Extracted data entries
BEGIN
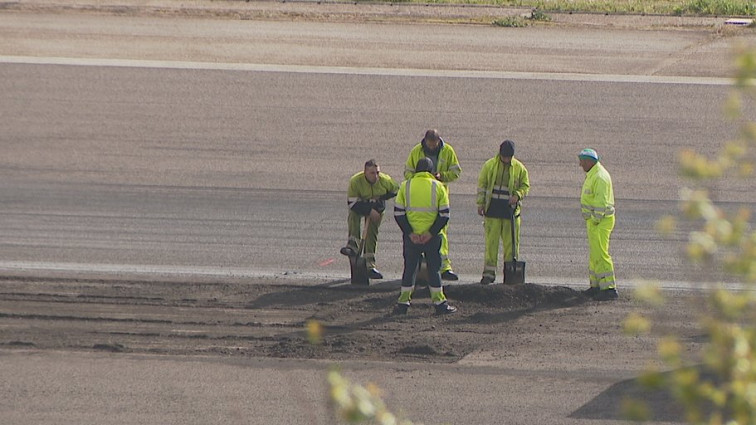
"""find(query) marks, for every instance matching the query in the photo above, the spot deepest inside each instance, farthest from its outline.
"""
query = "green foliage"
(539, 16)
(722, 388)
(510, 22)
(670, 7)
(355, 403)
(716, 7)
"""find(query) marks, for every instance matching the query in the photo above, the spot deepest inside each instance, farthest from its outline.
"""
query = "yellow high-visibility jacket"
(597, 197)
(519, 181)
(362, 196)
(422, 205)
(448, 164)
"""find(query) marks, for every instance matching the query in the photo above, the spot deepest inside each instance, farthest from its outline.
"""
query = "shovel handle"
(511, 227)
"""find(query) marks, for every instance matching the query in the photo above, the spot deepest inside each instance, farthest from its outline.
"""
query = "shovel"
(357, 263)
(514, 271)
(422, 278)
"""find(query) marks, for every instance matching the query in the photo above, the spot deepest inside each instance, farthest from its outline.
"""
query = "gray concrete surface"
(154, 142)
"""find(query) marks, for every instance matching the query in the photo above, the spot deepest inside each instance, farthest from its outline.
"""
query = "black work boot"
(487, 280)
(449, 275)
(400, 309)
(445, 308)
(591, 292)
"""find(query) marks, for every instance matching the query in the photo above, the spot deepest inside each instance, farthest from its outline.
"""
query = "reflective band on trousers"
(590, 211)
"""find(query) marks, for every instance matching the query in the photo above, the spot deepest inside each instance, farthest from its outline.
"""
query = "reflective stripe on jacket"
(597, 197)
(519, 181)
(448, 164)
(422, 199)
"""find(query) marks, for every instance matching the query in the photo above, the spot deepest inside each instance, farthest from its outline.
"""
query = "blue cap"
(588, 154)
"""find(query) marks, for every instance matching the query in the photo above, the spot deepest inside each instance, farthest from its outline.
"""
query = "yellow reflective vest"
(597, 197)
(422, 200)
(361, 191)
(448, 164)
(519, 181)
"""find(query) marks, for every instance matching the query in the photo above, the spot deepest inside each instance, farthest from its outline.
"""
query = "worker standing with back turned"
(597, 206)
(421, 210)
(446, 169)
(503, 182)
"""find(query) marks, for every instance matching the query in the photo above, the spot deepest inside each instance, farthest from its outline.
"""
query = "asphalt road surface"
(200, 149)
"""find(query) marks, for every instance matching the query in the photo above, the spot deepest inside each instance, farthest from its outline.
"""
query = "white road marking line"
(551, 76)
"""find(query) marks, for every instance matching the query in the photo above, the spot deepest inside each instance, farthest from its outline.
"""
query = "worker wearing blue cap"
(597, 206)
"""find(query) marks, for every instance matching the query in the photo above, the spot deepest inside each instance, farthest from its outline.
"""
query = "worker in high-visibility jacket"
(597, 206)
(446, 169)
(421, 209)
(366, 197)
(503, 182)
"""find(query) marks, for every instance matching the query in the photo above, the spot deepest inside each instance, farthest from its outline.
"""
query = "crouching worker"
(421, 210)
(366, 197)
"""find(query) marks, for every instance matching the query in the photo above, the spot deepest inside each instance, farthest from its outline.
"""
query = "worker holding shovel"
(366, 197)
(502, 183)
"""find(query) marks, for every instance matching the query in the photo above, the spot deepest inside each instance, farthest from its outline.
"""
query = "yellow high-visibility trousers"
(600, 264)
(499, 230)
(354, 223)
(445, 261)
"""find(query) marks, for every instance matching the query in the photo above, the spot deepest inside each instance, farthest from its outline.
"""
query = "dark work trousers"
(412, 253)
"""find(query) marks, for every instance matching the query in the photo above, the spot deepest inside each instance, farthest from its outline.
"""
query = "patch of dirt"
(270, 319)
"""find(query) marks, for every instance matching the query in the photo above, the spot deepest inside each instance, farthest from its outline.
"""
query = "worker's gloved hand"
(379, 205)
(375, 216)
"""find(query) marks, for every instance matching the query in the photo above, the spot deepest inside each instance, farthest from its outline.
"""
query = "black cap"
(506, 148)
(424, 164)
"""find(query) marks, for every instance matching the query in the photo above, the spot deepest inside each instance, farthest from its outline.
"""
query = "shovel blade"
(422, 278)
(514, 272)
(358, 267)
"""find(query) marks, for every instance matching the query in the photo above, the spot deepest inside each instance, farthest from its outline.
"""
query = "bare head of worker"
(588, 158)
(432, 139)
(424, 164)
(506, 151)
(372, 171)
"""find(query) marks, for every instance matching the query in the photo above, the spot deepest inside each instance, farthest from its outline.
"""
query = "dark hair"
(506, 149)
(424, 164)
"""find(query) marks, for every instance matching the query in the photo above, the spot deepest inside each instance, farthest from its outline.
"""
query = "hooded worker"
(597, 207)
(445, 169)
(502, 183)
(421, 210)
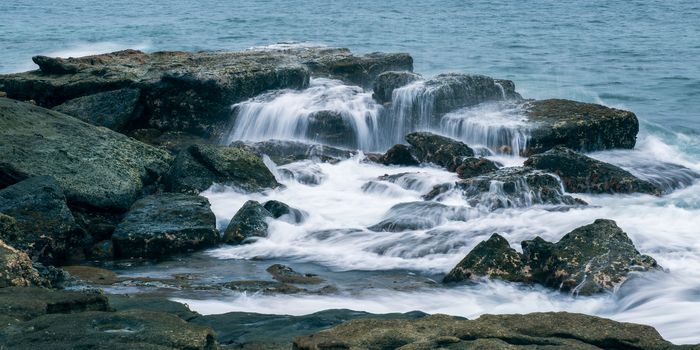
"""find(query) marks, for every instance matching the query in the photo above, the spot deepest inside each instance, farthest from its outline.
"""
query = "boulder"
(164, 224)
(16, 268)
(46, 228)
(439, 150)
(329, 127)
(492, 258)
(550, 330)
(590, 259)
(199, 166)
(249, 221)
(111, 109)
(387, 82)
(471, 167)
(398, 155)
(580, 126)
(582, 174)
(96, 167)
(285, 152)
END
→ TASK TO CARRY OUT: Would you retype the entries above in full, exactly as written, minus the pictures?

→ RESPONSE AREA:
"""find(query) marks, for every instance matching the query in the photo above, the spot deepest inside each instance, farthest from its outline.
"""
query = "green foliage"
(539, 16)
(722, 388)
(510, 22)
(670, 7)
(355, 403)
(716, 7)
"""find(query) marks, for every instance matching the query in the photo above, the spot deepest inside each instance, farthest from its outline.
"""
query = "yellow high-visibility jacket"
(597, 197)
(519, 181)
(362, 196)
(422, 205)
(448, 164)
"""find(query) marks, for every instance matching the query in the photo above, the spot deepest inside each instance, farthest from its outline.
"""
query = "shovel handle"
(511, 227)
"""find(query) marks, for every instance matching the query in the photo above, the spot deepest inside each instance, farthest from its outline.
"""
query = "shovel"
(357, 263)
(514, 271)
(422, 278)
"""find(query) marks, for every instance matching the query in the photo above, the spot deepest inside each instance, farthest from its outline.
"""
query = "gray concrete surface"
(154, 142)
"""find(query) marks, for every instance matching the query in the photo above, the spot deepest inside each instance, farthest from its outline.
"""
query = "black work boot"
(487, 280)
(449, 275)
(400, 309)
(445, 308)
(591, 292)
"""find(query) marks, for every instance matching the query in the photo above, the spot deepest inside each instance, farthest from its outline.
"""
query = "reflective band on trousers"
(590, 211)
"""find(query) marks, for every instance matching the query in the photo above, the spot deepest inside each instance, farthest from its outline.
"""
query = "reflective stripe on jacket"
(597, 197)
(519, 181)
(448, 164)
(422, 199)
"""find(query) marks, for every instance matching the query in the photo above, the spot deepest inside each instance, farthest from its outline.
"""
query = "blue cap"
(588, 154)
"""find(query) marks, for every instance matching the query in the photo above, the spot deepest inside each instance, farthest from its outline.
"""
query = "yellow reflective vest"
(597, 197)
(422, 200)
(361, 191)
(448, 164)
(519, 181)
"""find(query) marks, for every instance matching the query in the photo above, the spot deepest inside each instance, farthest from its outline.
"""
query = "worker standing with back turned"
(597, 206)
(421, 210)
(446, 169)
(503, 182)
"""find(query) marks, for every instance matching the query in the photo above, the spot deepest inside each instance, farthest from its outline.
"""
query = "asphalt road surface"
(200, 149)
"""find(query) marks, for every instance matching the query in the photo above, the spot deepest inside each instance, farthest from its outline.
"""
query = "white road marking line"
(551, 76)
"""find(query) marks, for every instance matching the query in the photo above, the spot deepest inside each instance, farthest from its outline.
"""
query = "worker wearing blue cap"
(597, 206)
"""find(query) marks, for every instance matching the query in the photo above, the spot deepest inside each instance, farthest from its outline.
"""
query = "worker in high-visibility jacket"
(597, 206)
(446, 169)
(421, 209)
(366, 197)
(503, 182)
"""find(query) marks, for every instance matching the query in the photo above, the spot deepest inside each instance, farthest from its outline.
"""
query = "crouching worker"
(421, 210)
(366, 197)
"""find(query) marks, for every instance matching the query in the photo above, the spot deepest inside each instance, farthest from its outline.
"""
query = "worker holding shovel"
(366, 197)
(502, 183)
"""find(query) marks, for every instance matching the query in the photo above, the spot deepest inside each instance, farthest from its outline.
"""
query = "yellow high-visibility trousers"
(600, 264)
(499, 230)
(354, 223)
(445, 261)
"""find(query) marks, for every instance matching the query in the photo above, the spot deepest inside each instance, farthest from its outline.
"""
query = "dark work trousers"
(412, 253)
"""find(query) marks, for every instance matching the query in the photo above, the spot deepest inside each instance, farthest from its outline.
"""
query = "patch of dirt"
(270, 319)
"""find(query) marks, for every instance matching the query in the photo above, the spot deepest inside each instance, farthest from its outline.
"""
query = "worker's gloved hand"
(379, 205)
(375, 216)
"""find(query) marks, for every instance matching the query in the photo above, the spot deepest inside each instance, farthest from its outline.
"""
query = "black cap"
(506, 148)
(424, 164)
"""find(query) marks, for every instance matching the query in the photo above, the spot deepest inside each instance, farthest from its outline.
"""
query = "shovel blade"
(422, 278)
(514, 272)
(358, 267)
"""find(query) marks, for every instance matching the query in the photo above, the spot deepest inside each instance, farthest from its outline.
"""
query = "bare head of worker"
(588, 158)
(432, 139)
(424, 164)
(506, 151)
(372, 171)
"""find(query) marks, for every instance matching the query in the photo above, the spot deepest inside each instance, farthest from its outline.
"""
query = "dark hair"
(506, 149)
(424, 164)
"""find(query) marks, for every instance matching the query in the photo above, the spot deepest inside each instance, farthest from its outline.
"""
query = "hooded worker"
(597, 207)
(445, 169)
(502, 183)
(421, 210)
"""find(query) marks, for every instance matching the query in the photo above, the spot deepest inside each instance, farthest from its outline.
"""
query = "boulder"
(164, 224)
(16, 268)
(46, 228)
(439, 150)
(329, 127)
(492, 258)
(550, 330)
(590, 259)
(199, 166)
(249, 221)
(111, 109)
(387, 82)
(471, 167)
(398, 155)
(580, 126)
(582, 174)
(96, 167)
(285, 152)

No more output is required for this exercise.